**Instructions for the task**
Update the material starting with the line containing "Q: Find one point on every instance of the bare" and continuing through the end of the material, replacing every occurrence of "buffalo" with "bison" and leaving everything else unchanged. Give only these lines.

**Exercise materials**
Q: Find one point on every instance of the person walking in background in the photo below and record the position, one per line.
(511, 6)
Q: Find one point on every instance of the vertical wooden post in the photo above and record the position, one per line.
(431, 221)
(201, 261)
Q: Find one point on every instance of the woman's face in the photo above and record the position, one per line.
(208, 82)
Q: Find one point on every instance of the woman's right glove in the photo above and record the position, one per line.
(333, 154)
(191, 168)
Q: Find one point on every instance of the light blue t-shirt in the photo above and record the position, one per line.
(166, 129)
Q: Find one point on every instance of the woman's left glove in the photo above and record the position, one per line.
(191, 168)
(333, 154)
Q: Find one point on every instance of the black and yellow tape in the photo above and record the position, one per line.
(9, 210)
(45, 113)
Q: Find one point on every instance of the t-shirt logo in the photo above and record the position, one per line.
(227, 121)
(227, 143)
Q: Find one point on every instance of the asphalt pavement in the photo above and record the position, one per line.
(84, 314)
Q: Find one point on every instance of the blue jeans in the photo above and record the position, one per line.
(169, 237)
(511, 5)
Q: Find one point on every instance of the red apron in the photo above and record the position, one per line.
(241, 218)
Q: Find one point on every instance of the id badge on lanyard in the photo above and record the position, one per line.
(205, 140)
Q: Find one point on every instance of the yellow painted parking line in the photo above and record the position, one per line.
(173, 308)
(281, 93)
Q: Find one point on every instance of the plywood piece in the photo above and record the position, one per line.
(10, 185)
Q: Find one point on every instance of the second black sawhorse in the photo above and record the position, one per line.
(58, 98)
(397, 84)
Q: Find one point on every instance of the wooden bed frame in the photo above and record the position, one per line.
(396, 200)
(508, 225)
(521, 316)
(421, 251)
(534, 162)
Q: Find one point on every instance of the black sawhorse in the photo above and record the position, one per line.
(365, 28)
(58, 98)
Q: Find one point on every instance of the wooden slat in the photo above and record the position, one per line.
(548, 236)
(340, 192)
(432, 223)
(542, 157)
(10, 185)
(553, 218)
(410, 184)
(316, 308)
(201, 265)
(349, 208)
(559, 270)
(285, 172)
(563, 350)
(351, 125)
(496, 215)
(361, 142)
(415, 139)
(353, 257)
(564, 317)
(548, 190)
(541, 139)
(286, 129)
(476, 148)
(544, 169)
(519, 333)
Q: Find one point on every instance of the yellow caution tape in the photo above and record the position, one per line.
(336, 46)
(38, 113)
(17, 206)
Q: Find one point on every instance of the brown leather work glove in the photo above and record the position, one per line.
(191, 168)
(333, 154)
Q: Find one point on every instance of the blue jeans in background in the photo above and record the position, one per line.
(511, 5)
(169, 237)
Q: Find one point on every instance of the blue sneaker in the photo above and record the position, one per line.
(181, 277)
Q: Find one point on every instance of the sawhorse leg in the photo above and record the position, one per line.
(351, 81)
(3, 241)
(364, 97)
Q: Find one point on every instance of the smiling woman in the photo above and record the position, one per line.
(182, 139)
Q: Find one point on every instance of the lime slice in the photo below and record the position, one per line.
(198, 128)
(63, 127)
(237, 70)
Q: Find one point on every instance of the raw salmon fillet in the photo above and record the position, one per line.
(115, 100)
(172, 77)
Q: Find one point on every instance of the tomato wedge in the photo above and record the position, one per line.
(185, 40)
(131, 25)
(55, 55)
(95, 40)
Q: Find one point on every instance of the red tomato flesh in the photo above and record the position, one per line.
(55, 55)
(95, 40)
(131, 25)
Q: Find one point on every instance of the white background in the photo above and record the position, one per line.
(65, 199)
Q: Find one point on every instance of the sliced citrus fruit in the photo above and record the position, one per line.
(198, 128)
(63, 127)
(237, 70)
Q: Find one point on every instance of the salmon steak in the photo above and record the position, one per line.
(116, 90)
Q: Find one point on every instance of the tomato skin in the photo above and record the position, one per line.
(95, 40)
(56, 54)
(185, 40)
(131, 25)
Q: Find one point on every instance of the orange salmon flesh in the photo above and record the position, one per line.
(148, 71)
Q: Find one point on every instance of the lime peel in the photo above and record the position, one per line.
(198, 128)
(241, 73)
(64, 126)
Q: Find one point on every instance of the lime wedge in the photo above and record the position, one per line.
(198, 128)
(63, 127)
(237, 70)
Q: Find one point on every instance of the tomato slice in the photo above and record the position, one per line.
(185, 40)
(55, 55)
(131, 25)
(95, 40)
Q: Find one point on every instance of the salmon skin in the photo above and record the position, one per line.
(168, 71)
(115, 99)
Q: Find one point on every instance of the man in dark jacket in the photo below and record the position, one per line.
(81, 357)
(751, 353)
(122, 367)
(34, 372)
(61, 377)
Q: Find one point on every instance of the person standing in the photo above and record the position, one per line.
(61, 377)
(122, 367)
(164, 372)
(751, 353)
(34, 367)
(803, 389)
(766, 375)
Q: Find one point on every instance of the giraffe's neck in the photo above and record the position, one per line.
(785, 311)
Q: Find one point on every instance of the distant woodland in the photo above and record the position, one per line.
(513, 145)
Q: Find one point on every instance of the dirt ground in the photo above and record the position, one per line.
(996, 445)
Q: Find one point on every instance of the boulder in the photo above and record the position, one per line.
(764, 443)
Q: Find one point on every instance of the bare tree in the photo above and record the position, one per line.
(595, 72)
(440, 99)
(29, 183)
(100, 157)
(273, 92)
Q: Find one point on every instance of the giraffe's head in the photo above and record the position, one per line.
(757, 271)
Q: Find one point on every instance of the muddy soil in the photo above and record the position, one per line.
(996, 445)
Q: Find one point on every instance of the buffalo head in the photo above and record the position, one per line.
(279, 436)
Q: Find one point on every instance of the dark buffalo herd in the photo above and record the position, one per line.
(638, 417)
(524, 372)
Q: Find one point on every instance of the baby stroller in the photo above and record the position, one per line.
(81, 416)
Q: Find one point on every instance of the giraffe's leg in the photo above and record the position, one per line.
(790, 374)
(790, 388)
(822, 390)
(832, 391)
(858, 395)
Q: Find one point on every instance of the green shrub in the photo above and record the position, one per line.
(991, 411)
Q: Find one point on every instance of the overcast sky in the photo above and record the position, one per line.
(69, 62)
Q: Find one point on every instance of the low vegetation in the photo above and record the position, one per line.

**Result**
Q: Find one point on every instance of the bare tree in the photo above and record the position, one per line.
(595, 72)
(440, 99)
(29, 183)
(100, 157)
(273, 92)
Q: Find one point on every instance of the giraffe's head in the photo above and record the position, one per line.
(757, 271)
Q: Find one point on every instance of the muddy soil in the photo above and record the position, one per line.
(996, 445)
Q: Find one point on every instance of the bison head in the photo above and record the position, one per line.
(279, 436)
Q: Find one point on every instance of the dark bison herd in the photo above and record the position, one per line.
(638, 417)
(524, 372)
Q: Find one point on every instance of the baby stroller in the photo above and record the position, one per line.
(81, 416)
Q: Find one point on every instance of the giraffe's leg in the photo above and record the position, one per line.
(790, 374)
(790, 388)
(822, 390)
(832, 391)
(858, 395)
Q: Find one point on every instance of the green shrub in the photo above and record the position, one per line.
(991, 411)
Q: Find one point on every instance of the overcast sky in the photo above and record the position, one per line.
(69, 62)
Q: Find one point on every instance of the low vegetation in the photo above and record the position, one per line.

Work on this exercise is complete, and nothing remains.